:: The task ::
Every record below is to be retyped exactly.

Data entries:
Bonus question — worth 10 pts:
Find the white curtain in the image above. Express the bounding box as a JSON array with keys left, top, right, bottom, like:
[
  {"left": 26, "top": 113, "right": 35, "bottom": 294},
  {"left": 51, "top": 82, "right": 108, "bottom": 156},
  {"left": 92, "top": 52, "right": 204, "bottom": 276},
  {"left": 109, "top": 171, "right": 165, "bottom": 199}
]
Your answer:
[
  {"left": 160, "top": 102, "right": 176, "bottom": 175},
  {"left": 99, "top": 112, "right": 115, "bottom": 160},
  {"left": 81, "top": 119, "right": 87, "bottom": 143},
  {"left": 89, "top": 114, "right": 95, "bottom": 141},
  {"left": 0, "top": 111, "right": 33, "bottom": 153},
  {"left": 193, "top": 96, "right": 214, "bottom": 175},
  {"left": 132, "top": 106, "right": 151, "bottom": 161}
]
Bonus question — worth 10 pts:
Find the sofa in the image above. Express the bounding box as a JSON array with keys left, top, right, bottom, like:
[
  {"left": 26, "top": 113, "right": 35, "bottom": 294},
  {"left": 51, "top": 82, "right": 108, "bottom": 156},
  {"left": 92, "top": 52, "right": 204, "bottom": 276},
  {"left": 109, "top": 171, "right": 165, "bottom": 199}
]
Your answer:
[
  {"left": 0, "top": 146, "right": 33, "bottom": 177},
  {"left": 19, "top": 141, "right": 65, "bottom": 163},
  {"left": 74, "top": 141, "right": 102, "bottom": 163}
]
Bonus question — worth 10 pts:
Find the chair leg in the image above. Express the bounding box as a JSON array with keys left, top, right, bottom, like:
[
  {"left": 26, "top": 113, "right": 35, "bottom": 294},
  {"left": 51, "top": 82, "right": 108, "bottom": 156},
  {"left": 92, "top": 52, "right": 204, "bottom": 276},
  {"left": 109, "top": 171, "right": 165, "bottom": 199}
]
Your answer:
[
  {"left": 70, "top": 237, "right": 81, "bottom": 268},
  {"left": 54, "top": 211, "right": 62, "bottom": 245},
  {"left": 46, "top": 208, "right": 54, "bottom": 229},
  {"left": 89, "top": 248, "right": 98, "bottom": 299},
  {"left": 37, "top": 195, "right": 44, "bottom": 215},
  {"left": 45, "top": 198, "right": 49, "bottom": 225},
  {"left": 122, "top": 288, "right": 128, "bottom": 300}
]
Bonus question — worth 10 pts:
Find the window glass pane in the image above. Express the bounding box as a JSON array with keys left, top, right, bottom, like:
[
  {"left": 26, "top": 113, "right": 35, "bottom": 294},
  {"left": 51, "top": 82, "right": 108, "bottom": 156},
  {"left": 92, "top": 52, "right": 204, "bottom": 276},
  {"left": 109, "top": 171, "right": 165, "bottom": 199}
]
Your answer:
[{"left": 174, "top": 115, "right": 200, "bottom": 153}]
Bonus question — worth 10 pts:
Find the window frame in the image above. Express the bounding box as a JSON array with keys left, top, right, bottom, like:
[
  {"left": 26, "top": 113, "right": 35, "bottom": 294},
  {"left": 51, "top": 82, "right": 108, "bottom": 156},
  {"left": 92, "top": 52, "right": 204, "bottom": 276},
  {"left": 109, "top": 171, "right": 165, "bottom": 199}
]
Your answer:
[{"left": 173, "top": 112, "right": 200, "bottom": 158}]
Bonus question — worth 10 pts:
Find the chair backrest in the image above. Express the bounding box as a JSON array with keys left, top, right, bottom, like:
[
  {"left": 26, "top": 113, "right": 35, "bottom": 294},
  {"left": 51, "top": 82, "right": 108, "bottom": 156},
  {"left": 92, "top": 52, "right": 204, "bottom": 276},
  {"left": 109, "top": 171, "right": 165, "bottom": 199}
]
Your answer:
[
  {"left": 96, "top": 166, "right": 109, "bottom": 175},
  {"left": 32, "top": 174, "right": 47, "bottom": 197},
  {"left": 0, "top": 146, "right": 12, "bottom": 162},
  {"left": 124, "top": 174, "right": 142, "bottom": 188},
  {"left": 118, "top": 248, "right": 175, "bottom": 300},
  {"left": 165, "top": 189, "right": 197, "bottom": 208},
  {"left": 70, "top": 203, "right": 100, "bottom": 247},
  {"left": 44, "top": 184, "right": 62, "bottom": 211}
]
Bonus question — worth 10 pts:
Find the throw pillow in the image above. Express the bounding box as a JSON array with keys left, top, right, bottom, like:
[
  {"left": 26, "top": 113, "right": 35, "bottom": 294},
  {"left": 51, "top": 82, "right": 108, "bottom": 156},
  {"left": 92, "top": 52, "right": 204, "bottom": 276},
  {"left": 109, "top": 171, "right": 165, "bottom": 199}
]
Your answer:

:: Result below ::
Bonus question — worth 10 pts:
Find the white curtain in the image above. Express the bounding box as a JSON array with keys left, top, right, bottom, like:
[
  {"left": 26, "top": 113, "right": 35, "bottom": 294},
  {"left": 51, "top": 82, "right": 108, "bottom": 156},
  {"left": 92, "top": 52, "right": 204, "bottom": 276},
  {"left": 109, "top": 171, "right": 165, "bottom": 199}
]
Your answer:
[
  {"left": 160, "top": 102, "right": 176, "bottom": 175},
  {"left": 99, "top": 112, "right": 115, "bottom": 160},
  {"left": 81, "top": 119, "right": 87, "bottom": 143},
  {"left": 89, "top": 114, "right": 95, "bottom": 141},
  {"left": 0, "top": 111, "right": 33, "bottom": 153},
  {"left": 193, "top": 96, "right": 214, "bottom": 175},
  {"left": 132, "top": 106, "right": 151, "bottom": 161}
]
Bonus question — worth 10 pts:
Find the sofa in the image above. Express the bounding box as a JSON array with keys left, top, right, bottom, like:
[
  {"left": 26, "top": 113, "right": 35, "bottom": 294},
  {"left": 51, "top": 82, "right": 108, "bottom": 156},
  {"left": 92, "top": 52, "right": 204, "bottom": 276},
  {"left": 109, "top": 171, "right": 165, "bottom": 199}
]
Your answer:
[
  {"left": 0, "top": 146, "right": 33, "bottom": 177},
  {"left": 19, "top": 141, "right": 65, "bottom": 163},
  {"left": 74, "top": 141, "right": 102, "bottom": 163}
]
Bonus question — worth 10 pts:
Find the chair leg in the image above. Express the bounding box as a JSON array with keys left, top, right, bottom, like:
[
  {"left": 26, "top": 113, "right": 35, "bottom": 294},
  {"left": 51, "top": 82, "right": 108, "bottom": 156},
  {"left": 92, "top": 52, "right": 204, "bottom": 276},
  {"left": 109, "top": 171, "right": 165, "bottom": 199}
]
Your answer:
[
  {"left": 70, "top": 237, "right": 81, "bottom": 268},
  {"left": 54, "top": 211, "right": 62, "bottom": 245},
  {"left": 46, "top": 208, "right": 54, "bottom": 229},
  {"left": 89, "top": 248, "right": 98, "bottom": 299},
  {"left": 37, "top": 195, "right": 44, "bottom": 215},
  {"left": 45, "top": 198, "right": 49, "bottom": 225},
  {"left": 122, "top": 288, "right": 128, "bottom": 300}
]
Bonus question — worth 10 pts:
Find the window glass pane in the image above. Express the bounding box as a JSON array with keys left, top, right, bottom, like:
[
  {"left": 26, "top": 113, "right": 35, "bottom": 294},
  {"left": 51, "top": 82, "right": 108, "bottom": 156},
  {"left": 92, "top": 52, "right": 204, "bottom": 276},
  {"left": 109, "top": 171, "right": 165, "bottom": 199}
]
Your answer:
[{"left": 174, "top": 115, "right": 200, "bottom": 153}]
Bonus question — worth 10 pts:
Find the window frame in the image above. Express the bounding box as a JSON array with keys left, top, right, bottom, like:
[
  {"left": 26, "top": 113, "right": 35, "bottom": 294},
  {"left": 51, "top": 82, "right": 108, "bottom": 156},
  {"left": 92, "top": 52, "right": 204, "bottom": 276},
  {"left": 109, "top": 171, "right": 165, "bottom": 199}
]
Your answer:
[{"left": 173, "top": 112, "right": 200, "bottom": 158}]
Bonus question — worth 10 pts:
Find the chair backrest in the image above. Express the bounding box as a JSON array with keys left, top, right, bottom, like:
[
  {"left": 26, "top": 113, "right": 35, "bottom": 294},
  {"left": 51, "top": 82, "right": 108, "bottom": 156},
  {"left": 92, "top": 52, "right": 204, "bottom": 276},
  {"left": 109, "top": 171, "right": 165, "bottom": 199}
]
Your answer:
[
  {"left": 96, "top": 166, "right": 109, "bottom": 175},
  {"left": 32, "top": 174, "right": 47, "bottom": 197},
  {"left": 0, "top": 146, "right": 12, "bottom": 162},
  {"left": 124, "top": 174, "right": 142, "bottom": 188},
  {"left": 118, "top": 248, "right": 175, "bottom": 300},
  {"left": 165, "top": 189, "right": 197, "bottom": 208},
  {"left": 70, "top": 203, "right": 100, "bottom": 247},
  {"left": 44, "top": 184, "right": 62, "bottom": 211}
]
Bonus question — worth 10 pts:
Find the throw pillow in the image above. Express the bounding box as a JSON array with keys left, top, right, bottom, like:
[
  {"left": 26, "top": 113, "right": 35, "bottom": 294},
  {"left": 51, "top": 82, "right": 108, "bottom": 156},
  {"left": 92, "top": 52, "right": 204, "bottom": 276},
  {"left": 109, "top": 171, "right": 165, "bottom": 199}
]
Your answer:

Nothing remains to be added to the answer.